◆ TEXT PASSAGE
○ ○ ○ ○ ○ ○ ○
Markov Chain Monte Carlo

Interactive MCMC JS Applet by Chi-Feng, Source Code

Prerequisites

To understand this post well, it is recommended to know the following:

Definition of MCMC

According to Wikipedia, Markov Chain Monte Carlo (MCMC) is “an algorithm for sampling from a probability distribution based on constructing a Markov chain that has the desired distribution as its equilibrium distribution.”

Although it may seem complicated, for now, let’s just understand that MCMC is one of the sampling methods. As always, when looking at the definition alone, it is almost impossible to understand, so we will take a closer look at each part.

In this post, we will focus on understanding the meaning of MCMC rather than conveying complex mathematical concepts.

Monte Carlo

Monte Carlo is, in short, a “simulation” performed to obtain statistical values.

The reason for performing such simulations is that, due to the nature of statistics, an infinite number of attempts must be made to know the true answer, but it is practically difficult to do so. Therefore, it makes sense to estimate the answer with a finite number of attempts.

One of the most famous Monte Carlo simulations is the calculation of the area of a circle.

As shown in the figure below, when an infinite number of points are plotted within a square with a length and width of 2, if the distance from the center is less than or equal to 1, it is colored in red, and if not, it is colored in blue.
○ ○ ○ ○ ○ ○ ○
◆ TASK REQUIREMENTS
Reproduce the passage of the Markov Chain Monte Carlo text between "Although it may" and "at each part.", inclusive.

(Items from a dataset)
○ ○ ○ ○ ○ ○ ○
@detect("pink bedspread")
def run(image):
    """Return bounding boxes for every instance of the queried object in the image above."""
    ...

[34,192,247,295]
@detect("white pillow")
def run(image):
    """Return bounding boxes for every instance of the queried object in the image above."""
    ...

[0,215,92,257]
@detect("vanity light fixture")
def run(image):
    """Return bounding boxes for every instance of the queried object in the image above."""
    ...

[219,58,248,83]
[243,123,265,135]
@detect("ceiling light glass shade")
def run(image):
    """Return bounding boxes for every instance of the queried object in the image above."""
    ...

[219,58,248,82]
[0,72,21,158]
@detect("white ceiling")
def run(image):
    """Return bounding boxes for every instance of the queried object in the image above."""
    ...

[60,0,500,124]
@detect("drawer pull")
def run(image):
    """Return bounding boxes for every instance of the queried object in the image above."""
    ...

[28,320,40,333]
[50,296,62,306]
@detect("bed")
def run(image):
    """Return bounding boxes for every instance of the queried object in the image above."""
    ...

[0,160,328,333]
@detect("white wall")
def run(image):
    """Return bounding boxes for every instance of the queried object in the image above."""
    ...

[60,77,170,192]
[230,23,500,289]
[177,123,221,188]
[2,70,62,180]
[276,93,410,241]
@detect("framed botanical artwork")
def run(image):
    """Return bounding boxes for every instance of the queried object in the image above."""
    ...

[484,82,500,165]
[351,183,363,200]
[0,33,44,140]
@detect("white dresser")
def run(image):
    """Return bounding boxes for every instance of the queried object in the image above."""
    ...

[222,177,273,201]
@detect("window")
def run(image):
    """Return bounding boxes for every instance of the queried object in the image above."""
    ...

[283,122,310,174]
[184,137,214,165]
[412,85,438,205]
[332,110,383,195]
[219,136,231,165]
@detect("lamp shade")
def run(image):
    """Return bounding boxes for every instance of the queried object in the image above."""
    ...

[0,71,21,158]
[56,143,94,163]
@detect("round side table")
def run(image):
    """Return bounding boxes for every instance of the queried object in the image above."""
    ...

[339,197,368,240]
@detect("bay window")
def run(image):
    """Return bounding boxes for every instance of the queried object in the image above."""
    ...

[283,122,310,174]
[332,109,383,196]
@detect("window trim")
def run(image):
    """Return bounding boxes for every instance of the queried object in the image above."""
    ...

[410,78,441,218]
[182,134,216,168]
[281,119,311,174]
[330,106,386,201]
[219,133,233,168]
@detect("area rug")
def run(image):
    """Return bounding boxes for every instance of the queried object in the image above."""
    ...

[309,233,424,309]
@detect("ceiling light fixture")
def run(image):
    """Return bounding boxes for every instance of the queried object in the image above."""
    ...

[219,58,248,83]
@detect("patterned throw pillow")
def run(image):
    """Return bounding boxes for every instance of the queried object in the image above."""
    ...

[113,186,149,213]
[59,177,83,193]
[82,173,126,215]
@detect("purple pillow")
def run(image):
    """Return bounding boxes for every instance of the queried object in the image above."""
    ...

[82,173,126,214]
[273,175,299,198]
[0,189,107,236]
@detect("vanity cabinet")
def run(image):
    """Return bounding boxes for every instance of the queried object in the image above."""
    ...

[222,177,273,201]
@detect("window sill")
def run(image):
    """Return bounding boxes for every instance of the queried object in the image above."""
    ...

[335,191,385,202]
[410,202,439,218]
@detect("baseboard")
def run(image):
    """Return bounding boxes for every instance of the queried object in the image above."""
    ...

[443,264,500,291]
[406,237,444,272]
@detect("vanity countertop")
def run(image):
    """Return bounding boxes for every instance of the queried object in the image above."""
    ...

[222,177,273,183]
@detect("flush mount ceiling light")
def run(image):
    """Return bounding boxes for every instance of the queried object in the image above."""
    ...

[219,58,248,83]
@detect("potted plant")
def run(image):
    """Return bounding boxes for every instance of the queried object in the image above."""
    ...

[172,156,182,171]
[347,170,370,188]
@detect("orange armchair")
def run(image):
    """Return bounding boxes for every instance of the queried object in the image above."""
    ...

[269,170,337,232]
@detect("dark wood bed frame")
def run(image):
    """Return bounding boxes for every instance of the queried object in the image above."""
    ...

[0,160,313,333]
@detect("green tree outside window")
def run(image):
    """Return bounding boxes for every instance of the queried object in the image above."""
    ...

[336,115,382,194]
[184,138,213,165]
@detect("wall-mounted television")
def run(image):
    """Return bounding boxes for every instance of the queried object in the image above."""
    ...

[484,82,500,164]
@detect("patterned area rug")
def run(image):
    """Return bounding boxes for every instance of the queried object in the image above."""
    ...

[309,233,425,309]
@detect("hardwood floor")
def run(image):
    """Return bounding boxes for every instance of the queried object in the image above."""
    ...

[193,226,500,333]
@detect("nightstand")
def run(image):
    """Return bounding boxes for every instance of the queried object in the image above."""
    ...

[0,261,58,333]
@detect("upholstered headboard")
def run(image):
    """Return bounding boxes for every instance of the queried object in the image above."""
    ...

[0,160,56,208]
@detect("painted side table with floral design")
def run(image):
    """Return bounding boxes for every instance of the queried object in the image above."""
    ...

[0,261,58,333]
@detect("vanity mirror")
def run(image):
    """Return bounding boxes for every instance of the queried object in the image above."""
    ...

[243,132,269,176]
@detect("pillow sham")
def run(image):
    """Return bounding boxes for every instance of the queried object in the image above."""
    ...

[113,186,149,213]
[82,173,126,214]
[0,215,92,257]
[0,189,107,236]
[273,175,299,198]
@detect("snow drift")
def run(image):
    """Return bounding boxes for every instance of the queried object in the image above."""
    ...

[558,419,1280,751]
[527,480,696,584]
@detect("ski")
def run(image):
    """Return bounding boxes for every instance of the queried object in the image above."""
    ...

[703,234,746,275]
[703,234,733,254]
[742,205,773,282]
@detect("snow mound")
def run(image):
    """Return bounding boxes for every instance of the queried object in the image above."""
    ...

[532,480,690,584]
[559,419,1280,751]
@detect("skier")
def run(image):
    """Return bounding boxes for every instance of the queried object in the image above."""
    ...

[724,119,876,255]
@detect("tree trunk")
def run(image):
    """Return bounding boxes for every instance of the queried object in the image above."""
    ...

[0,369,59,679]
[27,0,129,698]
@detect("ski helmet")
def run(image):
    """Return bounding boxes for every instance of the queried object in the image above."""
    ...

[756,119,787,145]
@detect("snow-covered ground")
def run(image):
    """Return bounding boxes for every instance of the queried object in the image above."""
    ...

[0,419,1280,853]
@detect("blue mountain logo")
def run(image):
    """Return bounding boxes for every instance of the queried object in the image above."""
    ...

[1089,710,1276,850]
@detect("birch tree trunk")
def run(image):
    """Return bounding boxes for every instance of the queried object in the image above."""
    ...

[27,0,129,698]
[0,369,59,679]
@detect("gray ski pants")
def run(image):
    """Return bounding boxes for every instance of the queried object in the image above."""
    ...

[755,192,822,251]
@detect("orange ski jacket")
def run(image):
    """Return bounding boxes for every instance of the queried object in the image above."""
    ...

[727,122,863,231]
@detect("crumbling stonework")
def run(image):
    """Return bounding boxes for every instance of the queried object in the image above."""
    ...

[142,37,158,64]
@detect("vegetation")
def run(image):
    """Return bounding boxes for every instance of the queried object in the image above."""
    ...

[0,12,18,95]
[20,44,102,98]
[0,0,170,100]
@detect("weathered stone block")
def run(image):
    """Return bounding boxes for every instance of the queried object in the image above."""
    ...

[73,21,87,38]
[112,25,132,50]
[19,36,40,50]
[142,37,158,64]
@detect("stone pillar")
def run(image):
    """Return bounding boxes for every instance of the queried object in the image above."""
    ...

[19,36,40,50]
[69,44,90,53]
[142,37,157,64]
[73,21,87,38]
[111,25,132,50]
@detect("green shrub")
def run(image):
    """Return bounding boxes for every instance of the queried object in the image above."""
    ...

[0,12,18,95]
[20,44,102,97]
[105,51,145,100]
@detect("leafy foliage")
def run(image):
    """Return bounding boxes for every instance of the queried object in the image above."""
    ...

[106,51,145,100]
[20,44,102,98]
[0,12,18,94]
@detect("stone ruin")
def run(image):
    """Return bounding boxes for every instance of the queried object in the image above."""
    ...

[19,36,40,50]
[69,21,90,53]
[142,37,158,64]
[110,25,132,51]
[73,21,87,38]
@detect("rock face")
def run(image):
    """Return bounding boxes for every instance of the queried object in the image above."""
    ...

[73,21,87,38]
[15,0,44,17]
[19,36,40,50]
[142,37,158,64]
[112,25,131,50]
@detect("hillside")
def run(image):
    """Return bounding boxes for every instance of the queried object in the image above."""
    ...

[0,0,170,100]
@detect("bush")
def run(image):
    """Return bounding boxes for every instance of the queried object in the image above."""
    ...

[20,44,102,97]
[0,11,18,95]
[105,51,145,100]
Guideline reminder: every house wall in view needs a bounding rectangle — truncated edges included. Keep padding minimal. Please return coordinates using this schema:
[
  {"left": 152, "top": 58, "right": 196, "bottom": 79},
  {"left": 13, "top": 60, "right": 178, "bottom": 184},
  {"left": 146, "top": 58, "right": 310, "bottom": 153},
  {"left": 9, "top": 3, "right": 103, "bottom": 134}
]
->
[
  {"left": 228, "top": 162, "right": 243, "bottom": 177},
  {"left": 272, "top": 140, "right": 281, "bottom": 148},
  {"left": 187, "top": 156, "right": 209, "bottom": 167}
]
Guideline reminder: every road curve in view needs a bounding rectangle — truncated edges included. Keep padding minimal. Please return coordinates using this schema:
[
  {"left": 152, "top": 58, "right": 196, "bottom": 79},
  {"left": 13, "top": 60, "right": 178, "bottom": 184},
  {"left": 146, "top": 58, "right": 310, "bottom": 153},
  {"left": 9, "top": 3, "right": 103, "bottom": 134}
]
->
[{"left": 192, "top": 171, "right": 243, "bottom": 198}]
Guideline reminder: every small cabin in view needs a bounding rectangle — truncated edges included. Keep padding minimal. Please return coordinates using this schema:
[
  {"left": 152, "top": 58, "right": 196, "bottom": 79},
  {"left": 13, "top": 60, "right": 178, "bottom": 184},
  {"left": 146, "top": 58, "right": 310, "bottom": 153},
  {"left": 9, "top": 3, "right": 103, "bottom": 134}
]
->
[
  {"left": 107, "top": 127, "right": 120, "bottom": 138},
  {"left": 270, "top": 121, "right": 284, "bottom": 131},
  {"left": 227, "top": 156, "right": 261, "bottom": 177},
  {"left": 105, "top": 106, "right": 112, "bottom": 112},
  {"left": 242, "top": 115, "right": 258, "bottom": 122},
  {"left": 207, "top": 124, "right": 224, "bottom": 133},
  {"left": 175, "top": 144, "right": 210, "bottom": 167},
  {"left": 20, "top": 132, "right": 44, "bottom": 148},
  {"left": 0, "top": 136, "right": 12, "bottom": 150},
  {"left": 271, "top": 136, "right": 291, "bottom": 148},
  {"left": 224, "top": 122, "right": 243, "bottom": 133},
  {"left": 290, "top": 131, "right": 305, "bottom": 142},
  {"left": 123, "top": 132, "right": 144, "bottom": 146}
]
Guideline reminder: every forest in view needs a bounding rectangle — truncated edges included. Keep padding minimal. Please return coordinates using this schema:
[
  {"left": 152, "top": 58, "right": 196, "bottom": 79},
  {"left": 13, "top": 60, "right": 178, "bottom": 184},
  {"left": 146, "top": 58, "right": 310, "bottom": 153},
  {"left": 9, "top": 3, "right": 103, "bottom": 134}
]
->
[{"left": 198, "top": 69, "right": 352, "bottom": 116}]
○ ○ ○ ○ ○ ○ ○
◆ COMPLETED EXERCISE
Although it may seem complicated, for now, let’s just understand that MCMC is one of the sampling methods. As always, when looking at the definition alone, it is almost impossible to understand, so we will take a closer look at each part.